Copy exactly the lines from the one containing "in white beanie" through the last line of the records, both included, and nothing more.

Raw data —
····················

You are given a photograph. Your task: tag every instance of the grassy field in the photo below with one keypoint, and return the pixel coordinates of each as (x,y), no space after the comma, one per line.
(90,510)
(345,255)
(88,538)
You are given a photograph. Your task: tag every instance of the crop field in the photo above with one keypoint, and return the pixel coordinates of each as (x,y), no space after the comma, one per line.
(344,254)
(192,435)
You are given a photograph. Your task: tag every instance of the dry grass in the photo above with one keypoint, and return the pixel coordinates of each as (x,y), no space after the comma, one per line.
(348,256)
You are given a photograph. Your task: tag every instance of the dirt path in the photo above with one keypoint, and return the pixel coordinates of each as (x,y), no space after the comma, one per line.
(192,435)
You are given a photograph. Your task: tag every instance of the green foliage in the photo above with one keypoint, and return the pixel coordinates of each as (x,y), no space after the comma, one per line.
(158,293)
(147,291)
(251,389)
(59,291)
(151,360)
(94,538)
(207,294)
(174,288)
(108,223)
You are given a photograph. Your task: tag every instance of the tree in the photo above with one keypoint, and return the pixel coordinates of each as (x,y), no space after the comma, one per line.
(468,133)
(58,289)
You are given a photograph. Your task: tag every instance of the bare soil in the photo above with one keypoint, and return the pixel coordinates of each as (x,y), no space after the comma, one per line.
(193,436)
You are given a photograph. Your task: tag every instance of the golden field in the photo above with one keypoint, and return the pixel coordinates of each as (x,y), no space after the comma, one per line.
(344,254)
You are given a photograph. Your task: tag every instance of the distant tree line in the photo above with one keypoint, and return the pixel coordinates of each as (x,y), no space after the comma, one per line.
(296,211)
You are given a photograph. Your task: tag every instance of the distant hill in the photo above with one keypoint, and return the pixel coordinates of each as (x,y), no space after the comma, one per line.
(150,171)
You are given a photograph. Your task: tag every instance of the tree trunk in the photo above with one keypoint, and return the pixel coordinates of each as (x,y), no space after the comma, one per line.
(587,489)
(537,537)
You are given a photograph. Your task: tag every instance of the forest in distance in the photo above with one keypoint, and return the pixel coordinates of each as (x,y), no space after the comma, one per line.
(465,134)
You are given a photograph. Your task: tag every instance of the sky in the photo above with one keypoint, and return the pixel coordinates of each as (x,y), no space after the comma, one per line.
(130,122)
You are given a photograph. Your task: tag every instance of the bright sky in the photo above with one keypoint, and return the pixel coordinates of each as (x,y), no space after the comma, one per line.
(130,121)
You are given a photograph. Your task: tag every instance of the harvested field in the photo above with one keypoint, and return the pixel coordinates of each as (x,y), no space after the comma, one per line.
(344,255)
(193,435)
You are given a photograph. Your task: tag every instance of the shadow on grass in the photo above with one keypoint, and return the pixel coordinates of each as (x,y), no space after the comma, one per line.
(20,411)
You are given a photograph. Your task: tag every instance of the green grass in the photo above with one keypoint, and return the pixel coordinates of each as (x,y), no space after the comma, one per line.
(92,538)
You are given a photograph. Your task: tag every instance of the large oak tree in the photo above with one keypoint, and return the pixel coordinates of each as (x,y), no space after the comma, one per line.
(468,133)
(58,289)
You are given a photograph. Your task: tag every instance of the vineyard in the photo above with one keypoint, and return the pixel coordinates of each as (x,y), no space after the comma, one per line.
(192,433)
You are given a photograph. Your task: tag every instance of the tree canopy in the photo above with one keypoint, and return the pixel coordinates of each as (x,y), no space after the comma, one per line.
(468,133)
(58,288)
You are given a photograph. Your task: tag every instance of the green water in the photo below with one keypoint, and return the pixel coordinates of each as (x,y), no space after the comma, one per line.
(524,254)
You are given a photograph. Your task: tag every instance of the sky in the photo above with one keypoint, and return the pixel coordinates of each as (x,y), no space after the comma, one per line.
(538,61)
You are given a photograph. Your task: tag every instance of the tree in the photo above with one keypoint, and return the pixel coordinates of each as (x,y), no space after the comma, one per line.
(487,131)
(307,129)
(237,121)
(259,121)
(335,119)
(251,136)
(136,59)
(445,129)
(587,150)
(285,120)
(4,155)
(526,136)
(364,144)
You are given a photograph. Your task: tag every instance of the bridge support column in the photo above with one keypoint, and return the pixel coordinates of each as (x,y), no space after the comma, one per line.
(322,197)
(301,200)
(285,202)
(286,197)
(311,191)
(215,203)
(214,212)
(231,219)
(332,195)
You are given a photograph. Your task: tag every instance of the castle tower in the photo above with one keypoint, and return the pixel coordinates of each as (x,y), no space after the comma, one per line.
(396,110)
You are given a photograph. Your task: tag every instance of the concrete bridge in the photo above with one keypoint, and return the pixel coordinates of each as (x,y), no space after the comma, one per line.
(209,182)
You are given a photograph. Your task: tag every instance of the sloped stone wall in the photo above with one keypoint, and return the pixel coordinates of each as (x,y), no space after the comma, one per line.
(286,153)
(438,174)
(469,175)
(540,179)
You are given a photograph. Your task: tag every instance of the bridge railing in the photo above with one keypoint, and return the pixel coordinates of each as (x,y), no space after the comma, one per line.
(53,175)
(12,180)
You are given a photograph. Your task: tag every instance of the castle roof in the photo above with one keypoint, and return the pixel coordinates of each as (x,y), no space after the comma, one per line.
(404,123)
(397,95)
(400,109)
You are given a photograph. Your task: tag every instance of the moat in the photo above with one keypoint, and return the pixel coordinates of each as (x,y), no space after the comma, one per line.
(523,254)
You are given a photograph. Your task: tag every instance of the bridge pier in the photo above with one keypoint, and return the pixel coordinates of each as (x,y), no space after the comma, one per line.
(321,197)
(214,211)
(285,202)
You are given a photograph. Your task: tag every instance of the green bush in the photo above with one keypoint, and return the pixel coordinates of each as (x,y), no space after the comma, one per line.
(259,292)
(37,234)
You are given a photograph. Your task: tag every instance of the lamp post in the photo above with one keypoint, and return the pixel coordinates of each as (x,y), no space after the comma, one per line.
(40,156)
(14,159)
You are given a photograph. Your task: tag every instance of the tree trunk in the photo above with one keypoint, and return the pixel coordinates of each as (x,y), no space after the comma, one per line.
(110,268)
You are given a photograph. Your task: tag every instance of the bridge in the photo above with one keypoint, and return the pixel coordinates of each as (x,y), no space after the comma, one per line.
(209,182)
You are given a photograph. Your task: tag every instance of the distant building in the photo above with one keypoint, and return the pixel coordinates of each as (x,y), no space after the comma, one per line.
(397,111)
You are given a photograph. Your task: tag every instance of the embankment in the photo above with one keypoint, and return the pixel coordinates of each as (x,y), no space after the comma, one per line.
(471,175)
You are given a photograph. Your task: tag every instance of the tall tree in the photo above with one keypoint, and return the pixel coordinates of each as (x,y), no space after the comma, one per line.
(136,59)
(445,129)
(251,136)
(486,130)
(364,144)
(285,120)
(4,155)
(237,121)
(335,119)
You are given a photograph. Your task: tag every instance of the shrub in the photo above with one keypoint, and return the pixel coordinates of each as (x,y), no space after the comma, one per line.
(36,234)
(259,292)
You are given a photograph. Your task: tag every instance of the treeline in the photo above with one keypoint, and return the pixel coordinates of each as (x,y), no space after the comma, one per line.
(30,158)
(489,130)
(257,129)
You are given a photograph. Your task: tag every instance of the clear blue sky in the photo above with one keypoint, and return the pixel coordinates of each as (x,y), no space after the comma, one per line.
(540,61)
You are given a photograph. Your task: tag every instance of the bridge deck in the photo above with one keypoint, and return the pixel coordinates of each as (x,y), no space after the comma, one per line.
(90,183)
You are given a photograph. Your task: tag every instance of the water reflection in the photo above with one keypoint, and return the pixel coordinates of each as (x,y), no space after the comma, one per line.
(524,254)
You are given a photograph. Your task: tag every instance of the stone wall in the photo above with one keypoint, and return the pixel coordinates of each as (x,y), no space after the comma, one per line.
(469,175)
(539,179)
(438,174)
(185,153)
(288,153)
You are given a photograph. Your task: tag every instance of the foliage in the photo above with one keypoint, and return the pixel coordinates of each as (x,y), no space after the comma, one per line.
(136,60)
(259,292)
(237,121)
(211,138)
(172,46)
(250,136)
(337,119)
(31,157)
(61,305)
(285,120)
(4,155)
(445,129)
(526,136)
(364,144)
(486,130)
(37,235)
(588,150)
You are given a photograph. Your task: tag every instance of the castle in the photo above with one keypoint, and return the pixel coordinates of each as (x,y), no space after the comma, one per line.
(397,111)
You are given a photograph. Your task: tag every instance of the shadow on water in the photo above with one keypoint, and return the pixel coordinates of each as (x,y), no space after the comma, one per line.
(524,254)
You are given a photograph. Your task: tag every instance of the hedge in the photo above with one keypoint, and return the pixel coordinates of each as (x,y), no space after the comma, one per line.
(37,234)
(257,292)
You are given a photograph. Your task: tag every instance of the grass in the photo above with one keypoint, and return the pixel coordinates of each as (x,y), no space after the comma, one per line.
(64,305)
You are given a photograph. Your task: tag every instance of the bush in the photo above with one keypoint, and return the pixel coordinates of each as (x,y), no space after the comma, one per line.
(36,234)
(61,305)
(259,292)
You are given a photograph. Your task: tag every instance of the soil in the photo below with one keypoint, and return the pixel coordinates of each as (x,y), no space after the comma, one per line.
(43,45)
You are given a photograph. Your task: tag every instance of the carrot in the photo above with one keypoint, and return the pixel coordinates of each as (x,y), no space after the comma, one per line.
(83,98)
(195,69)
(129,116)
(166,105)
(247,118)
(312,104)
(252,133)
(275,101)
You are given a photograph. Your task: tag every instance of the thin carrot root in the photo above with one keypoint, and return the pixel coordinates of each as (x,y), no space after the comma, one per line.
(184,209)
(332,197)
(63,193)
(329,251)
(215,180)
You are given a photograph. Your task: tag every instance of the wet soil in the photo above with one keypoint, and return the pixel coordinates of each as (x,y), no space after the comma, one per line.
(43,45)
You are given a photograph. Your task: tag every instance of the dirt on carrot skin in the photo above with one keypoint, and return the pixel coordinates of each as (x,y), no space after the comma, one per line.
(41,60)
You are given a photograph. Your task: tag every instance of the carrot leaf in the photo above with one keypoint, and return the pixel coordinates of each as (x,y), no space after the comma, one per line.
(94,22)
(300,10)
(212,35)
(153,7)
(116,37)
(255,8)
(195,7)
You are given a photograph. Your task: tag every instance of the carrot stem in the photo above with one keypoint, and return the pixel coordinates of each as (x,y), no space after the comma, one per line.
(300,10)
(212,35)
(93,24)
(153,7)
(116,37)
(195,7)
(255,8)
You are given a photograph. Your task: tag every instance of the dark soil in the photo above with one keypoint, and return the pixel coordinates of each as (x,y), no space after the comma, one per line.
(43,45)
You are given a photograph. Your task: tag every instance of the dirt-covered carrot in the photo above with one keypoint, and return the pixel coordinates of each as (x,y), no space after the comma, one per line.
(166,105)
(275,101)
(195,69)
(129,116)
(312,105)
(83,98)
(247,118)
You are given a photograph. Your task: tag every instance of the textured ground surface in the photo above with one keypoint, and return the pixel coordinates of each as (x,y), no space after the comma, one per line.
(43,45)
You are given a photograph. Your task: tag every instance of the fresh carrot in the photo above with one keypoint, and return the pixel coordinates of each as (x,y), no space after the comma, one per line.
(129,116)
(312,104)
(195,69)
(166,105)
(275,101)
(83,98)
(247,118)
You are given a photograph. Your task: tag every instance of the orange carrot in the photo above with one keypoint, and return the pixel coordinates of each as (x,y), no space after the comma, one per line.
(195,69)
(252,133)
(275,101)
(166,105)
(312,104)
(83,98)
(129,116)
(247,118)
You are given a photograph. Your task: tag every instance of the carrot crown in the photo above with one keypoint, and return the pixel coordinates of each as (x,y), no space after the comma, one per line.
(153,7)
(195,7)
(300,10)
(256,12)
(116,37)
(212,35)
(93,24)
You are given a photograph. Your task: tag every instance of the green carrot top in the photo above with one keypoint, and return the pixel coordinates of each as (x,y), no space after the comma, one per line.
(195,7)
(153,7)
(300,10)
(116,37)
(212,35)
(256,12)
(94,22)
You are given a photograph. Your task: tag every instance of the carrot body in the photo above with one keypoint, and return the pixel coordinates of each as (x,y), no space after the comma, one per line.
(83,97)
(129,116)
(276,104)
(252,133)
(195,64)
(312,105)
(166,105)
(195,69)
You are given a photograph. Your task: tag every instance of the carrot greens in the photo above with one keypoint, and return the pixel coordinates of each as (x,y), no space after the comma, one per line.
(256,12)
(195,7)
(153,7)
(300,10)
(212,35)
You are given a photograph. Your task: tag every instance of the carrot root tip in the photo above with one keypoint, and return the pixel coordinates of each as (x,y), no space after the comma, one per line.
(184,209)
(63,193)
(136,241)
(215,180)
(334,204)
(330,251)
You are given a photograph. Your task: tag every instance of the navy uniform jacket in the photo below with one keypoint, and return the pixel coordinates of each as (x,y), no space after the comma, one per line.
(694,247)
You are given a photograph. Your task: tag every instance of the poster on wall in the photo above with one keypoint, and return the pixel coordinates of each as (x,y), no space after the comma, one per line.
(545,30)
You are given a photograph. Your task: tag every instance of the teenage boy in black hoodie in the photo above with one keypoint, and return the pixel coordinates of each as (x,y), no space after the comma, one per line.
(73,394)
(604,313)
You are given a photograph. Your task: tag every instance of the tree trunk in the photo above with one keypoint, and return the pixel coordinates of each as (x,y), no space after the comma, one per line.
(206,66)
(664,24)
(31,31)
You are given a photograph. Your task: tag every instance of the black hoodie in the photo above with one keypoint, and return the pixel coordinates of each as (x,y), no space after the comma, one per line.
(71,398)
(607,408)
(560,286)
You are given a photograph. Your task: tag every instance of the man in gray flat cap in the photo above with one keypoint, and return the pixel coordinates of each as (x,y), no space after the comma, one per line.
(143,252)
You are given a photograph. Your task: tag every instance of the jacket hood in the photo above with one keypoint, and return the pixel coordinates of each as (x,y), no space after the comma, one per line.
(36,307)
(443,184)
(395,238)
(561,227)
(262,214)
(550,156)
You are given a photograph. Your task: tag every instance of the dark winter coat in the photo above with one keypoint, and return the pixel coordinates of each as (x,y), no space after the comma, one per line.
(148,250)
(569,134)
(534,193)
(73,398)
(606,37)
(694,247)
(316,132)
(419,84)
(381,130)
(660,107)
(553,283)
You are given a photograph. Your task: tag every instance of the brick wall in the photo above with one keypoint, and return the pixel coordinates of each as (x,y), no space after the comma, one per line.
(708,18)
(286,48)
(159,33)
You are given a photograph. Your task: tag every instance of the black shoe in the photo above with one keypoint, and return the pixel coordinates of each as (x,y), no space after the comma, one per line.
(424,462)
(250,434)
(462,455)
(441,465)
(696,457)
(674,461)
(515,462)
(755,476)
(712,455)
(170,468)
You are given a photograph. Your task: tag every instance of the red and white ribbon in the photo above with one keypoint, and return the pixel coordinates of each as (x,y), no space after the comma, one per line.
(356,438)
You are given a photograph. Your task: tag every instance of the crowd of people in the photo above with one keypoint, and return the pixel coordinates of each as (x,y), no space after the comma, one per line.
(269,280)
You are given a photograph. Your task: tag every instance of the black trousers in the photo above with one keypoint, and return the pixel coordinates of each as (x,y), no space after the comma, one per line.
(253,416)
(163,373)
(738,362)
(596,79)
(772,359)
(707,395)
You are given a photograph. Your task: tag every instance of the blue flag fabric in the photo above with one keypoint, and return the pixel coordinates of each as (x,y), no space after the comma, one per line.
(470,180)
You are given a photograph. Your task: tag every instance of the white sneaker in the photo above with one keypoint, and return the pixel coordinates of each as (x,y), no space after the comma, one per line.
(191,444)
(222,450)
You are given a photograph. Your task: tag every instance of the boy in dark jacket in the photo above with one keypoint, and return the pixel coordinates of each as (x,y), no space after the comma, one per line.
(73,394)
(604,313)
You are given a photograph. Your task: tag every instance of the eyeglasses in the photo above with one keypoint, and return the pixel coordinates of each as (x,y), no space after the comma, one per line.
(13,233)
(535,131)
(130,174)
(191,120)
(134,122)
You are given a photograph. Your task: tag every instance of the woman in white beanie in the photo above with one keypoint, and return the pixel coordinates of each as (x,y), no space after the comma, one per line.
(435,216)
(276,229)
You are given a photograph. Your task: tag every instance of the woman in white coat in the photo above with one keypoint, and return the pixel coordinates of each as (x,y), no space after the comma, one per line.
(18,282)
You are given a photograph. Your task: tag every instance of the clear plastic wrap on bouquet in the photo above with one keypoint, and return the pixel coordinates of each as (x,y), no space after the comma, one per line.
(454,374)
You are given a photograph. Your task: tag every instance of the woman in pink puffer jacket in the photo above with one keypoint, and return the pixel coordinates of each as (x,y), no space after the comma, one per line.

····················

Worked answer —
You are given a photograph. Your task: tag every instance of the woman in white beanie in the photo above with one keypoint, and return the pixel coordinates of each as (x,y), no space after the comma, one per line.
(435,216)
(276,229)
You are given a photograph. Your task: tag every instance of the woman in white coat in the photo above with one keypoint, and return the pixel coordinates of each as (x,y), no space after the comma, one per line.
(18,282)
You are given a photograph. Your task: tag every instance of the clear plastic wrap on bouquet in the photo above with one keypoint, and return the pixel coordinates of each as (x,y), no space after the comma, one per line.
(454,374)
You are given a photograph. Your task: tag every instance of the woman in pink puffer jacket in the photo above with one keypoint, and return the pixel coordinates of each as (x,y), no space after the comma, one per line.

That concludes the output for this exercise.